Estratto della pagina ->
La Corte Costituzionale, con sentenza 29 aprile 1991, n. 179, ha dichiarato la manifesta inammissibilità della questione di legittimità costituzionale dell'art. 233, comma 1, n. 1 c.p.m.p., sollevata, in riferimento agli artt. 27, commi 1e 3 Cost., nella parte in cui non estende la disciplina ivi prevista alla mancata restituzione dovuta a caso fortuito o forza maggiore della cosa sottratta, per essere stata già dichiarata la illegittimità costituzionale in parte qua della norma suddetta con sent. n. 2 del 1991. Ha dichiarato, inoltre, non fondata la questione di legittimità costituzionale dell'art. 233, comma 1, n. 1 c.p.m.p., sollevata in relazione agli artt. 27, commi 1 e 3, e 3 Cost., nella parte in cui non estende la disciplina ivi prevista alla mancata restituzione della cosa sottratta dovuta a colpa del soggetto agente.

Consegna 1 -> Riscrivi il passo sulla sentenza n. 179 del 1991 da "La Corte Costituzionale, con" a "del soggetto agente.", mettendo "Consulta" al posto di "Corte Costituzionale".
Consegna 2 ->
Rispondi a queste domande sul passo relativo alla sentenza n. 179 del 1991.
(a) In quale data è stata pronunciata la sentenza n. 179?
(b) Con quale sentenza era già stata dichiarata l'illegittimità costituzionale in parte qua della norma?
(c) Come è stata dichiarata la questione sulla mancata restituzione della cosa sottratta dovuta a colpa del soggetto agente?
Consegna 3 -> Prosegui il passo sulla sentenza costituzionale del 29 aprile 1991 dal punto in cui si interrompe.

Materiale fornito ->

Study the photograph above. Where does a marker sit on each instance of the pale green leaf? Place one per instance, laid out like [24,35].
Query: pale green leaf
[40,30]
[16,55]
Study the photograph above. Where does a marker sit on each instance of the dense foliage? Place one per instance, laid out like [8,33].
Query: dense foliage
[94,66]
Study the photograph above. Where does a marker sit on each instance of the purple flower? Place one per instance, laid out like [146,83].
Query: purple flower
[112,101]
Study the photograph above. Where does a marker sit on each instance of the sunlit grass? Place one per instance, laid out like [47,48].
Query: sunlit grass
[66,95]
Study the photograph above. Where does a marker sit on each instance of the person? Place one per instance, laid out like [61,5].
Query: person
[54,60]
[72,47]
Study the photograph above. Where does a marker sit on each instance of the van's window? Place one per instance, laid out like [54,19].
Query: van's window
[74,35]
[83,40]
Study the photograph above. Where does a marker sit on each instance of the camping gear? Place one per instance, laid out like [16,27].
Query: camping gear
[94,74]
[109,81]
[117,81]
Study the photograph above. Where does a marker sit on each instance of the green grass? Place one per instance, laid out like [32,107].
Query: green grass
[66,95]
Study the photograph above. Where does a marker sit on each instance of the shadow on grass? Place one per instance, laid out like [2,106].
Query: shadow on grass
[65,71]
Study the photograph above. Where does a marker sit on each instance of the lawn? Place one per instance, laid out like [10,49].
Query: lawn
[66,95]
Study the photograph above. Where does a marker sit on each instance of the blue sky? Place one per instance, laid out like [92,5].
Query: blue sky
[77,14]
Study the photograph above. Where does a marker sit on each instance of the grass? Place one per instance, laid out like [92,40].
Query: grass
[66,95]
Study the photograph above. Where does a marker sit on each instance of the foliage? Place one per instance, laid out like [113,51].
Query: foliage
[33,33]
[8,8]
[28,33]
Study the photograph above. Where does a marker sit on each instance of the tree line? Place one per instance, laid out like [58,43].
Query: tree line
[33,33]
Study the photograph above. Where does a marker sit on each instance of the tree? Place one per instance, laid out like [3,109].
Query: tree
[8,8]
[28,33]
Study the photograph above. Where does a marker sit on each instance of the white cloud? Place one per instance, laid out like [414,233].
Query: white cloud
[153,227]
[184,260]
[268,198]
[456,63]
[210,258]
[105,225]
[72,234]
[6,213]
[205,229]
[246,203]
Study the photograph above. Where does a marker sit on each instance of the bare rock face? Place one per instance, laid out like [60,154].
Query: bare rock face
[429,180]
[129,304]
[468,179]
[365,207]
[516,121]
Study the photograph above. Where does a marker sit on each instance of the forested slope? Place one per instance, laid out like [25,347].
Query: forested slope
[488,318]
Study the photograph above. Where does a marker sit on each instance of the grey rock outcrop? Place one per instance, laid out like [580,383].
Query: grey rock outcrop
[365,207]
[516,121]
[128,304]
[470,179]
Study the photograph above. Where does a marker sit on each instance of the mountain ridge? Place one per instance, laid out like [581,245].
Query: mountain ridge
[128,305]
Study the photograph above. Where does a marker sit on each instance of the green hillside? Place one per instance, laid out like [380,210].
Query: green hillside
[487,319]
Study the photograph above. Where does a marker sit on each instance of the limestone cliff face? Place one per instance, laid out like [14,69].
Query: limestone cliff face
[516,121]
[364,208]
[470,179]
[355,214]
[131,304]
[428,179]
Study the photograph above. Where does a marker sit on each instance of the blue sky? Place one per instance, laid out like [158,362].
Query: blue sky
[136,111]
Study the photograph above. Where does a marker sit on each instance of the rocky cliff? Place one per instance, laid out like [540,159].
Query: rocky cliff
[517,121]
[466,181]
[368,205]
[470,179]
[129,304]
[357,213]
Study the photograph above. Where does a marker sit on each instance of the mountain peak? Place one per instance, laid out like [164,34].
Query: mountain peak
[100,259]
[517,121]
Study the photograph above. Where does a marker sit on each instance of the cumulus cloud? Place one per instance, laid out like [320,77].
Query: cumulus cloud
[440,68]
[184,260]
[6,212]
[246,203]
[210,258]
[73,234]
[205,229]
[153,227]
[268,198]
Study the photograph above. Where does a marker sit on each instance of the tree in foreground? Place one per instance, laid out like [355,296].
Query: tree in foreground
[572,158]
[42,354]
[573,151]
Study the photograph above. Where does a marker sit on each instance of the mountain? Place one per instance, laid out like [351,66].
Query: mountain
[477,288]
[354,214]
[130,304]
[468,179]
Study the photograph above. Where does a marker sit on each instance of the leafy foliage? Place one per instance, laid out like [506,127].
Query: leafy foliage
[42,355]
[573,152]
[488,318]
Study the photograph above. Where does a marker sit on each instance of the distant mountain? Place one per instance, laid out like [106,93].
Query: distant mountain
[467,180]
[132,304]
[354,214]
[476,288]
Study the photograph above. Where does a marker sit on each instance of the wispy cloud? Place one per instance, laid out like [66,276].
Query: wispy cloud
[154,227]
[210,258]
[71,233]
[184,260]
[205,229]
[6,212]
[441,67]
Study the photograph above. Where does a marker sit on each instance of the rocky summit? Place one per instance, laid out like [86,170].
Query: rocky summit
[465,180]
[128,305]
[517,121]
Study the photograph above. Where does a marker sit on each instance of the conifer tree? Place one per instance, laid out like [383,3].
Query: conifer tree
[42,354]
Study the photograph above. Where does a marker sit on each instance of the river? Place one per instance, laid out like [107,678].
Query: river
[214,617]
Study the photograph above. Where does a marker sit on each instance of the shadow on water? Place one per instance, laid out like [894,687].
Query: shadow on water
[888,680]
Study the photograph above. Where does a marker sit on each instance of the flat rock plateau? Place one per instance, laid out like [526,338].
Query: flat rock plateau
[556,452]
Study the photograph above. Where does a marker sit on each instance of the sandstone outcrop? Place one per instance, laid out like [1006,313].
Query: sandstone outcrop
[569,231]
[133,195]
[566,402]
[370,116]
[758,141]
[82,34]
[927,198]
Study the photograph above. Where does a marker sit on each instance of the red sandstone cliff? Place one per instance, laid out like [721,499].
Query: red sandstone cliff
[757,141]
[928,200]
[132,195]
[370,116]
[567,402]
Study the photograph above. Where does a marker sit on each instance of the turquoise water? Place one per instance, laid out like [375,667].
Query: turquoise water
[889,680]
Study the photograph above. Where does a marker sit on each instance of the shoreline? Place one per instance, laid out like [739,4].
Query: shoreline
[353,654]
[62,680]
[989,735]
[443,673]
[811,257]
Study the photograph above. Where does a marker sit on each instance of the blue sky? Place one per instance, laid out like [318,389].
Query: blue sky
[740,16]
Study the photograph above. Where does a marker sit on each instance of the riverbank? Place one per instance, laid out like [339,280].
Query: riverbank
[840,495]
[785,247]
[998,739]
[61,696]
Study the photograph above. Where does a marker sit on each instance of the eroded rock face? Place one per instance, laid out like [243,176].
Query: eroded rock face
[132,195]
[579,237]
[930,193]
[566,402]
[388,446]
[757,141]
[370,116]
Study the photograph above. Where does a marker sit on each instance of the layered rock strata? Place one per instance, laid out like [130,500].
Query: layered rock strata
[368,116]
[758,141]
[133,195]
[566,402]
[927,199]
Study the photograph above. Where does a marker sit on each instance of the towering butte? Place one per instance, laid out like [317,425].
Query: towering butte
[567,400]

Risposta finale 1 ->
La Consulta, con sentenza 29 aprile 1991, n. 179, ha dichiarato la manifesta inammissibilità della questione di legittimità costituzionale dell'art. 233, comma 1, n. 1 c.p.m.p., sollevata, in riferimento agli artt. 27, commi 1e 3 Cost., nella parte in cui non estende la disciplina ivi prevista alla mancata restituzione dovuta a caso fortuito o forza maggiore della cosa sottratta, per essere stata già dichiarata la illegittimità costituzionale in parte qua della norma suddetta con sent. n. 2 del 1991. Ha dichiarato, inoltre, non fondata la questione di legittimità costituzionale dell'art. 233, comma 1, n. 1 c.p.m.p., sollevata in relazione agli artt. 27, commi 1 e 3, e 3 Cost., nella parte in cui non estende la disciplina ivi prevista alla mancata restituzione della cosa sottratta dovuta a colpa del soggetto agente.

Risposta finale 2 ->
(a) Il 29 aprile 1991.
(b) Con la sentenza n. 2 del 1991.
(c) Non fondata.

Risposta finale 3 ->
234. Truffa. Il militare, che, con artifici o raggiri, inducendo taluno in errore, procura a sé o ad altri un ingiusto profitto con danno di altro militare, è punito con la reclusione militare da sei mesi a tre anni [640 c.p.].
La pena è della reclusione militare da uno a cinque anni:
1° se il fatto è commesso a danno dell'amministrazione militare o col pretesto di fare esonerare taluno dal servizio militare (1);
2° se il fatto è commesso, ingenerando nella persona offesa il timore di un pericolo immaginario o l'erroneo convincimento di dover eseguire un ordine dell'Autorità.
La condanna importa la rimozione [29] (2) (3).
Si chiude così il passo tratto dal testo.